* [本文抜粋]:
######

【090-7/9話】甘草の故郷を訪ねて/敦煌
敦煌/莫高窟と月牙泉(9月26日)
酒泉から安西へ
「酒泉」まで来たのだから、一日休暇をとって「敦煌」まで出かけようと話がまとまりました。
ただ、結構距離のある行程なので、出発は朝5時となりました。北京時間で考えると2時間の時差、真っ暗な寒い朝の旅立ちでした。案内に、と甘粛省医薬保健品進出公司の陶氏が同行してくださる事になりました。
「嘉峪関」を過ぎ、「玉門」から道が北に向かう頃、右手、東のゴビの地平線に太陽が顔を出しました。午前7時20分。道がまた西に向きを変えたとき、正面に朝日に輝く雪を頂いた祁連山脈が目に飛び込んできました。4500メール級の嶺を連ね、万年雪を湛えた山容は、幾千年の昔から、この地を旅する旅人の心に荘厳な感動を呼び起こしたに違いありません。
今までにもいくつかの橋を渡りましたが、多くの川は水無川でした。夏が暑いと、川には水が溢れ、田畑に水が行き渡ります。祁連の雪解け水が大地を潤すのです。
安西の風
西域には三つの名所があります。「吐魯蕃(トルファン)」の熱砂、「烏魯木斉(ウルムチ)」の極寒、そして「安西」の強風です。
今まで穏やかだった風景が、次第に風の風景に変わろうとしています。全ての街路樹は一方に傾き、砂塵が通り抜けます。生暖かい風は風の道を通って、東から西に吹いていました。
「安西」で、清真料理の食堂に入り、急いで、麺をかき込んで早々に出発です。食堂は日曜日のせいか、家族連れが多く、その楽しげな食事の場をがさつな一団が壊したんではないかと恐縮しきりでした。
「安西」から「柳園」を経て「烏魯木斉」へと向かう道に別れを告げ、「敦煌」を目指します。風は益々強くなってきました。敦煌までは、何処もこれ以上吹き飛ばすもののない程ののっぺんだらりとした景観が続きます。それでもよく見ると、土にしがみついて、麻黄に似た矮小の草が見られます。
井上靖は小説「敦煌」で、此処での戦闘の場面を描いていますが、後日、当地を訪れた際に、「この景観を見ていたら、もっと違った闘いを描いていたと思う。」と述懐しています。それほどまでに、想像を絶する風景です。

######

* [提供エントリ]:
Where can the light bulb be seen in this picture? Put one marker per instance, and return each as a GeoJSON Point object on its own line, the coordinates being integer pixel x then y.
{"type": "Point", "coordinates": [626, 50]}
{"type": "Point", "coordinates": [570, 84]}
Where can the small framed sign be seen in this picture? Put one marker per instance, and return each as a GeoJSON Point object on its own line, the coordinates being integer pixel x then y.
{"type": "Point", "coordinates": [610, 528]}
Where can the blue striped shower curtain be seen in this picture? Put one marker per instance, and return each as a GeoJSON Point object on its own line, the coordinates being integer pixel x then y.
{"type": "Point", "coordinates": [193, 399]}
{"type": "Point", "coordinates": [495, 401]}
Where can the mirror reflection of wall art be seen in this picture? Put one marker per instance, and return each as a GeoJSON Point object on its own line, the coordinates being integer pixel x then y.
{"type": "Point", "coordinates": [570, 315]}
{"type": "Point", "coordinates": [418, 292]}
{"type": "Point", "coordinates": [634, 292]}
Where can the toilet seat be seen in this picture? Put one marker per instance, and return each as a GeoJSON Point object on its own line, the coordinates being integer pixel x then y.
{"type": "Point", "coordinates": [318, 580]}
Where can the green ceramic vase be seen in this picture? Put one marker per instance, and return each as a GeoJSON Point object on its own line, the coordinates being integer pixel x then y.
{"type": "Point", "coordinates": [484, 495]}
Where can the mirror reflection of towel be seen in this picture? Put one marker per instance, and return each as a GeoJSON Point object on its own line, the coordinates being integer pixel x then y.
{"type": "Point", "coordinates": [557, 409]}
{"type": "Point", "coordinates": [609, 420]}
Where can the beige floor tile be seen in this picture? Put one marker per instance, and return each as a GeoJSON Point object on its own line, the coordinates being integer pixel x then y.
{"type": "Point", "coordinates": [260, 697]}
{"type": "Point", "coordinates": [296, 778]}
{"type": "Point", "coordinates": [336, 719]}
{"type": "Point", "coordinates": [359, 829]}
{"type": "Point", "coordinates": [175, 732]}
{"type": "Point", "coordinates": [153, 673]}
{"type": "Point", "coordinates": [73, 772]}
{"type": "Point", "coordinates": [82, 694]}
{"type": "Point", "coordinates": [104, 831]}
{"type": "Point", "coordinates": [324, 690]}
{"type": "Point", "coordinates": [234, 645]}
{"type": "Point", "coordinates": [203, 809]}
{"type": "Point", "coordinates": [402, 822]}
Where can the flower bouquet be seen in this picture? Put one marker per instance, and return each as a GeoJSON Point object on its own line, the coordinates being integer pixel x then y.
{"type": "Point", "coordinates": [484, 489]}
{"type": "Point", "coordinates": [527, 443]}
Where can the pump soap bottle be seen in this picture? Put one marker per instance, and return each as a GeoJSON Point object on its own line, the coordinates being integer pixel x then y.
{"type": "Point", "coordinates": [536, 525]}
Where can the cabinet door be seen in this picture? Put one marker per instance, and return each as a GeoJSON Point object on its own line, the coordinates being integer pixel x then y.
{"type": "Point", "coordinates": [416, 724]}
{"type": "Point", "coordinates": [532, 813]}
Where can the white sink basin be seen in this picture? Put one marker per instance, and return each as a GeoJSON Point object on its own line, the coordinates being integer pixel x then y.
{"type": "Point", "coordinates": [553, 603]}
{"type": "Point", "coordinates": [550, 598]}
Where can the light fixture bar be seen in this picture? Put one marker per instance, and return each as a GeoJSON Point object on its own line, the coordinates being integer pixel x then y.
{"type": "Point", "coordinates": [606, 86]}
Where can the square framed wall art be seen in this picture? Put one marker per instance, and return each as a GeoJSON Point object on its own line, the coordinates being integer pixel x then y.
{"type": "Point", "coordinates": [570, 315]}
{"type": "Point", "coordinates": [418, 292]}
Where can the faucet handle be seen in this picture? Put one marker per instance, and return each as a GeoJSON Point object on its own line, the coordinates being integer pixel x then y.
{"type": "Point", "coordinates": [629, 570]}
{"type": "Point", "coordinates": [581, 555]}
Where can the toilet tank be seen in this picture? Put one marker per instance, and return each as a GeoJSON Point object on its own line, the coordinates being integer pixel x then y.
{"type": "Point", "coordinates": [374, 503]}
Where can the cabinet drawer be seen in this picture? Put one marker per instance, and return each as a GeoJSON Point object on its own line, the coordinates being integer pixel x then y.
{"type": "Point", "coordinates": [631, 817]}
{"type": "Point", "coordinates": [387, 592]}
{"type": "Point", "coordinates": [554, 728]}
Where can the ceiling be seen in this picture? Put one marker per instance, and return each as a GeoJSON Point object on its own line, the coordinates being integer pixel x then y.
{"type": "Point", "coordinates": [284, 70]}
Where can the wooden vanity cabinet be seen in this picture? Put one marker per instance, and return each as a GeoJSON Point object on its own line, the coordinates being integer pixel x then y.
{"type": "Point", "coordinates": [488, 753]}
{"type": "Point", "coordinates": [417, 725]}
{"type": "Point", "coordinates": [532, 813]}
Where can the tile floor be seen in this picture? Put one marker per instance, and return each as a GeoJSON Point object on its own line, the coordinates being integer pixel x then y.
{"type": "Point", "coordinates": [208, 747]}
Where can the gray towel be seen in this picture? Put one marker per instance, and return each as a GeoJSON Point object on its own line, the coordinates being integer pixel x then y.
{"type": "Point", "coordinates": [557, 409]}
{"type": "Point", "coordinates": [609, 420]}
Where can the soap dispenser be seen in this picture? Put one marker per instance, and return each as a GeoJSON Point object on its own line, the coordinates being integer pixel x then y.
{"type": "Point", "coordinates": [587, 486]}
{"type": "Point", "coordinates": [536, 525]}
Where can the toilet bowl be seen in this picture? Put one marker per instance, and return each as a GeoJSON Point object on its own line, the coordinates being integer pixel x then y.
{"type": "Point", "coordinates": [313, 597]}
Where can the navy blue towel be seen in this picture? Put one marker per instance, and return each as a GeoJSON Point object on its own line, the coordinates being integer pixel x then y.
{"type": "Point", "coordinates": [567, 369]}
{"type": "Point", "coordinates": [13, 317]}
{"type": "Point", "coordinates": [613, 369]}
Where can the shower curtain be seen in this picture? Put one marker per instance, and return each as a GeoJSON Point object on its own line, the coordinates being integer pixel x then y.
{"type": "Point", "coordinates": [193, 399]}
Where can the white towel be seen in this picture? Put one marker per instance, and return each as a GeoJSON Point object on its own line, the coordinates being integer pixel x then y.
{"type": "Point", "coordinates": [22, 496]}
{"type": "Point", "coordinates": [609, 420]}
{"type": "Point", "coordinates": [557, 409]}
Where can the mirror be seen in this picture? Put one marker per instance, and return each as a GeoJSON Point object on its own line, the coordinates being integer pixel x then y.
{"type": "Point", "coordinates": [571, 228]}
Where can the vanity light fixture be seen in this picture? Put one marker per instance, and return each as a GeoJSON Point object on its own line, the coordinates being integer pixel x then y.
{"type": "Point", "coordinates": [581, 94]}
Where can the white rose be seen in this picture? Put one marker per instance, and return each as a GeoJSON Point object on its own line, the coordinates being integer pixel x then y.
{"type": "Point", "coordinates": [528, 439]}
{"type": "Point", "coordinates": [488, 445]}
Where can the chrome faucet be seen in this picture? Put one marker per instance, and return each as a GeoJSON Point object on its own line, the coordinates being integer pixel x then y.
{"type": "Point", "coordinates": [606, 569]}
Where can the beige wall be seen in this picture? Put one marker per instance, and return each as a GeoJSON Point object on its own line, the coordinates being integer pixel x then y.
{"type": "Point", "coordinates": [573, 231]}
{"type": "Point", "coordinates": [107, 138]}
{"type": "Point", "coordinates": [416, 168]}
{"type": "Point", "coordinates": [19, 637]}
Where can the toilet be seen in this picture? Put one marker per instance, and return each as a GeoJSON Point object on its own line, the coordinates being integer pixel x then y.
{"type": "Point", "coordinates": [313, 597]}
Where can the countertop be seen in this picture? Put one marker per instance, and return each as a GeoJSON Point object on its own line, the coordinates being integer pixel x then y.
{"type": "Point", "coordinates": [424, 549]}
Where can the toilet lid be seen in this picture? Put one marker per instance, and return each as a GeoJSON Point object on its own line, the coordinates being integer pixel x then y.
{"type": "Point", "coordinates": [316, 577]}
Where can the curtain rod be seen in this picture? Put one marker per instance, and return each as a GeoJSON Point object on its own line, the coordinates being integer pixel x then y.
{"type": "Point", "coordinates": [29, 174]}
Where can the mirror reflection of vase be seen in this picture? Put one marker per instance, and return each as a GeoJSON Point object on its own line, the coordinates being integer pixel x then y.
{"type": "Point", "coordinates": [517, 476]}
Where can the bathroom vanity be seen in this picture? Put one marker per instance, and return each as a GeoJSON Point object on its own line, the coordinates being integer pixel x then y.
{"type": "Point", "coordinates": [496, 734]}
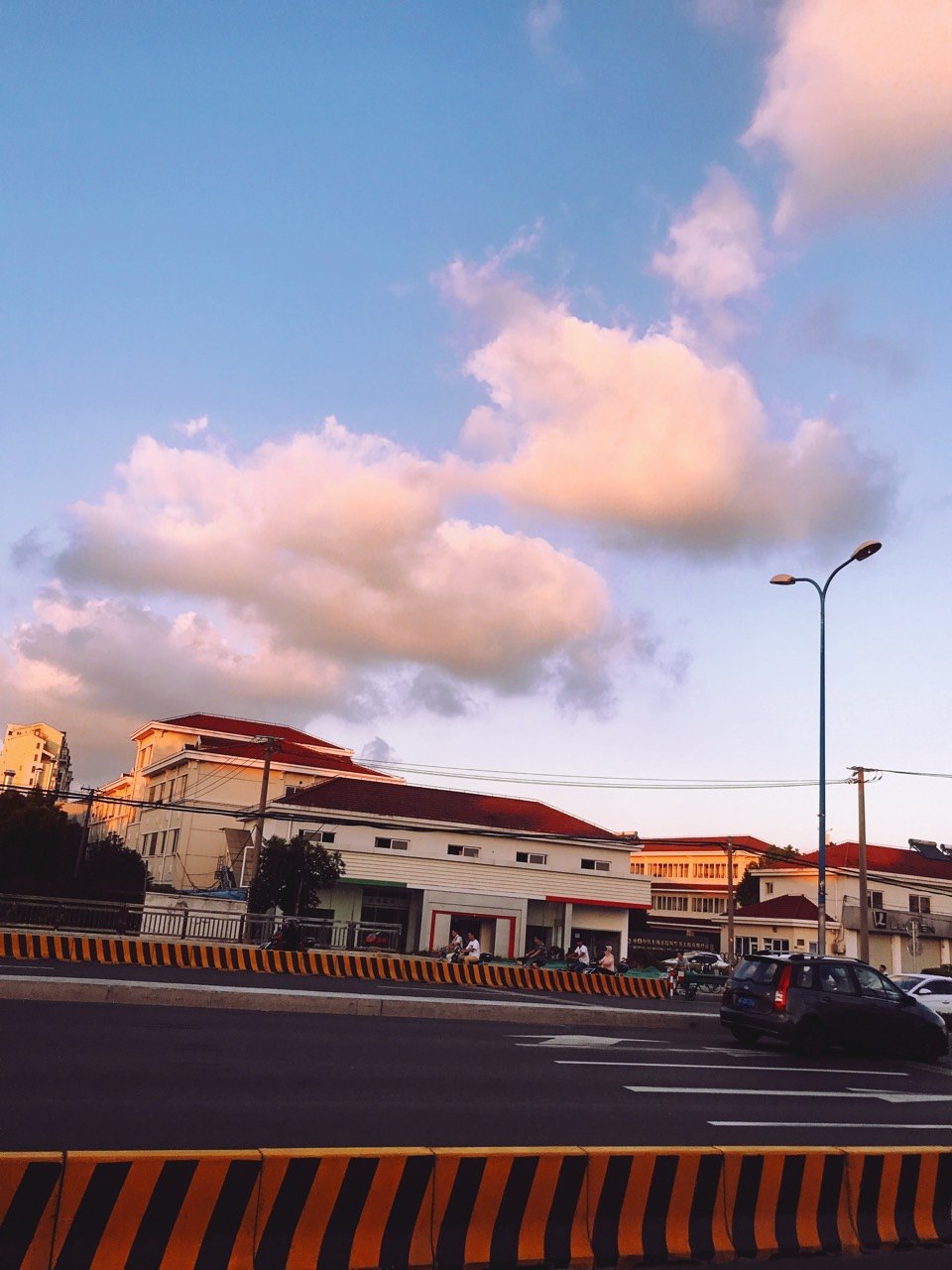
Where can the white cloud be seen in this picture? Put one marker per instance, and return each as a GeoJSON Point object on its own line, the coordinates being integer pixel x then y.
{"type": "Point", "coordinates": [645, 439]}
{"type": "Point", "coordinates": [715, 250]}
{"type": "Point", "coordinates": [191, 427]}
{"type": "Point", "coordinates": [858, 102]}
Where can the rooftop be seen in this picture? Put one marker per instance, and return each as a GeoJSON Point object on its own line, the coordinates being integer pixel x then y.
{"type": "Point", "coordinates": [227, 726]}
{"type": "Point", "coordinates": [451, 807]}
{"type": "Point", "coordinates": [783, 907]}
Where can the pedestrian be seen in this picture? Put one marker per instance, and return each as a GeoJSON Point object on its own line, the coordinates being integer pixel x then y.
{"type": "Point", "coordinates": [579, 956]}
{"type": "Point", "coordinates": [676, 971]}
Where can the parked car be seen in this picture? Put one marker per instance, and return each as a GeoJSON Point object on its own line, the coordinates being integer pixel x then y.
{"type": "Point", "coordinates": [814, 1002]}
{"type": "Point", "coordinates": [702, 961]}
{"type": "Point", "coordinates": [932, 989]}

######

* [課題]:
敦煌への旅の紀行文を、最後の文に続けて書き進めなさい。 エントリは使わなくてよい。

* [解答]:
野生の駱駝が群れています。ゴビとは違った砂漠のにおいがします。「敦煌」は間近です。
敦煌/莫高窟
前漢の時代「沙州」と呼ばれていた「敦煌」はその名の通り砂に囲まれた街です。敦煌は漢の武帝が置いた河西四郡(張掖、武威、酒泉、敦煌)の一つで、西域に対する最前線の軍事拠点として重要な位置を占めていましたが、敦煌を有名にしているのは、中国三大石窟のひとつ莫高窟だと行っても過言でありません。
西夏、吐蕃の異民族を含めて、歴代の王朝は仏教をシルクロードの交差点に開花させ、「砂漠の大画廊」と称される石窟群を綿々と造営してきました。
以前、NHKが取材し、奈良で「大シルクロード展」が開催された頃から、一度は訪れてみたいと思っていたその敦煌に今立っています。大きな感動がわき起こってきました。
奈良・法隆寺の飛天の源流は此処にありました。千年以上も前の色彩が鮮やかに今に留められているのは、この乾燥した風土のお陰です。解放窟27窟を全て見て回るのは、時間の問題だけではなく、ガイドが持っている窟の鍵によるのです。見たい窟が見られるのではなく、ガイド任せと言うことが現地に来て判りました。
鳴沙山/月牙泉
砂漠を行く駱駝を納得よくイメージできるのは鳴沙山でしょう。敦煌の観光ルートのメインでもあります。
砂漠のオアシス「月牙泉」まで駱駝の背に揺られていく事になりました。座っている駱駝に跨ってから、駱駝が立ち上がります。その際、先ず、後ろ足を立てますが、その時背中が45度程傾き、振り落とされそうになりました。双こぶ駱駝の背は思った以上にゆったりとしています。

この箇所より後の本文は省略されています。